- TASK ITEM: Output each record exactly, excluding pictures.

- RECORD EXTRACTS:
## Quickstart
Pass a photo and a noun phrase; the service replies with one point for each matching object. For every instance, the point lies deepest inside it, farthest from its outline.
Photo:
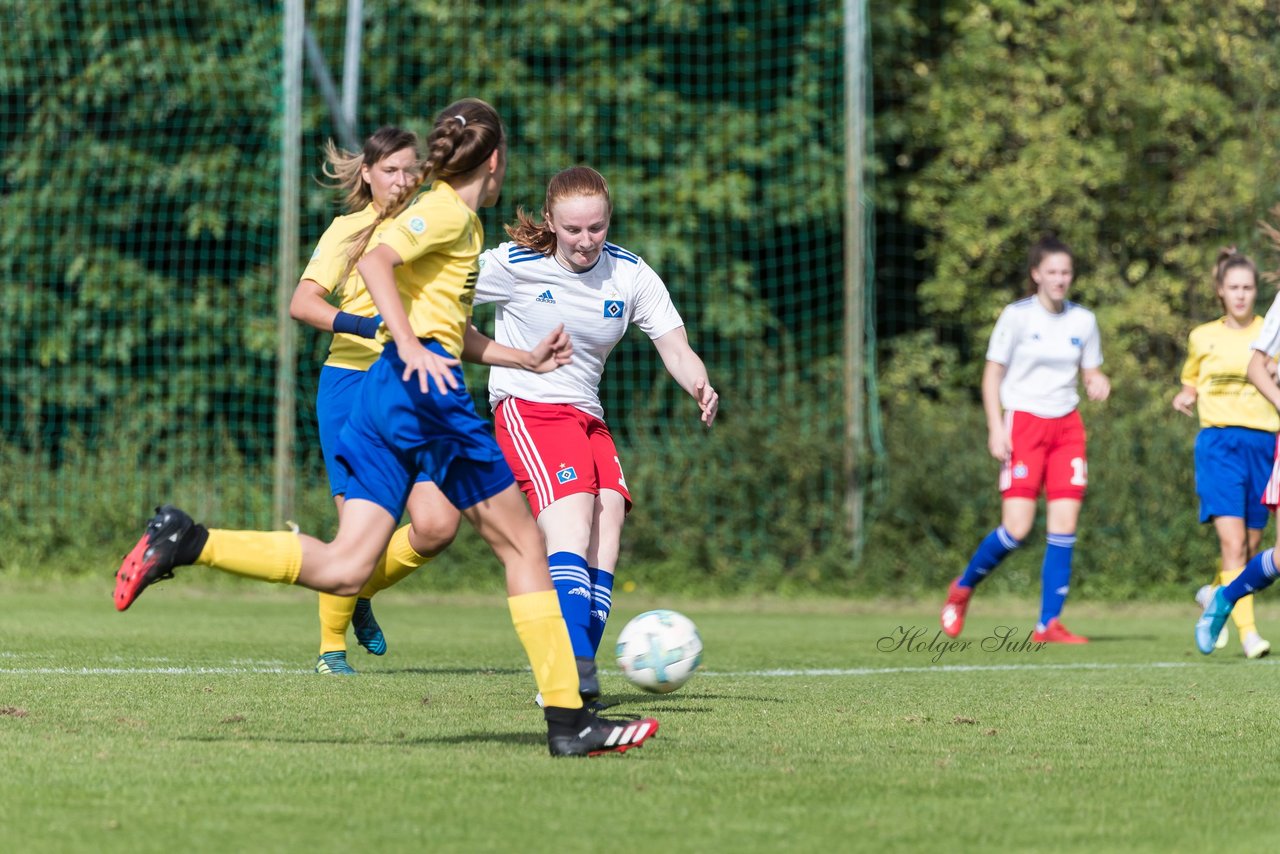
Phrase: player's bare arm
(549, 354)
(1260, 374)
(688, 369)
(1097, 387)
(997, 438)
(378, 270)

- ANSWER TO THIS TASK:
## Quickstart
Pass a photo and a noun phrase; the service replies with one point for each matching object. For every instance, the point lies deepest inside it, farthest from its outline.
Photo:
Phrase: player's bare arm
(549, 354)
(1260, 374)
(688, 369)
(1097, 387)
(997, 438)
(378, 270)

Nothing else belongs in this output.